## Required work
Reproduce the whole listing below, requests included, scaling every coordinate in the answers by 0.4 and rounding each result to a whole number, with halves rounded up. Leave the pictures out of your reply.

Excerpts from a dataset on object pointing
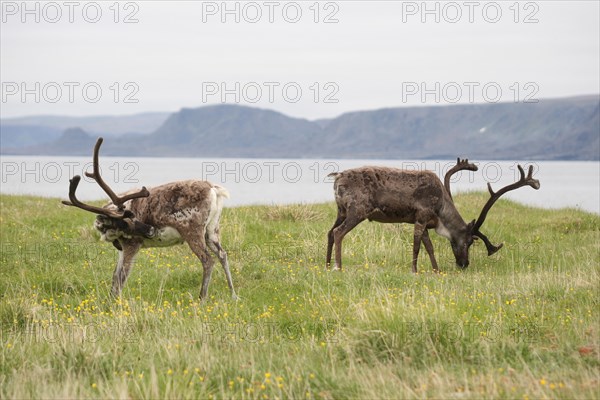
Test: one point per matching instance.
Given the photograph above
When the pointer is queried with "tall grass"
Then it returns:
(523, 323)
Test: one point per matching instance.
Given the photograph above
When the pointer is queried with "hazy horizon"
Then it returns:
(303, 59)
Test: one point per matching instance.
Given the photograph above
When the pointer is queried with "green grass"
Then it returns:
(523, 323)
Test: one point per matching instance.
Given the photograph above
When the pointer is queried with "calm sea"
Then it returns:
(285, 181)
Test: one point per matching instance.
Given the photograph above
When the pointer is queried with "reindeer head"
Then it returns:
(113, 220)
(462, 241)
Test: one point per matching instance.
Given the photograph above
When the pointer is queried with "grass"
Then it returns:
(523, 323)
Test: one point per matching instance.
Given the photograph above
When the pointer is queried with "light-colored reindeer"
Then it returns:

## Result of this exercise
Test: one point per matching instance.
Given the photograph above
When the pointer is queried with "tall grass"
Then it returns:
(209, 129)
Test: one point per matching instance.
Given the photograph above
When the pointer is queried with "hazy horizon"
Then it returns:
(121, 24)
Test: one point per matching instance.
Given the photograph above
When the pointer is queried with "green grass"
Then it returns:
(209, 129)
Test: one point per matching instance.
Given the photograph above
When the pointer is queried with "calm sea"
Then it returns:
(114, 72)
Test: one point per matching instance.
Given the photograph above
When the pointer is queried with "reindeer head"
Then it returns:
(45, 88)
(185, 96)
Test: one point per matching instance.
Given the photograph above
When the pointer is queried with "grass"
Then it returns:
(209, 129)
Test: one point per matching instance.
Given the photograph above
When the pointer is queried with "light-colored reindeer"
Then it returns:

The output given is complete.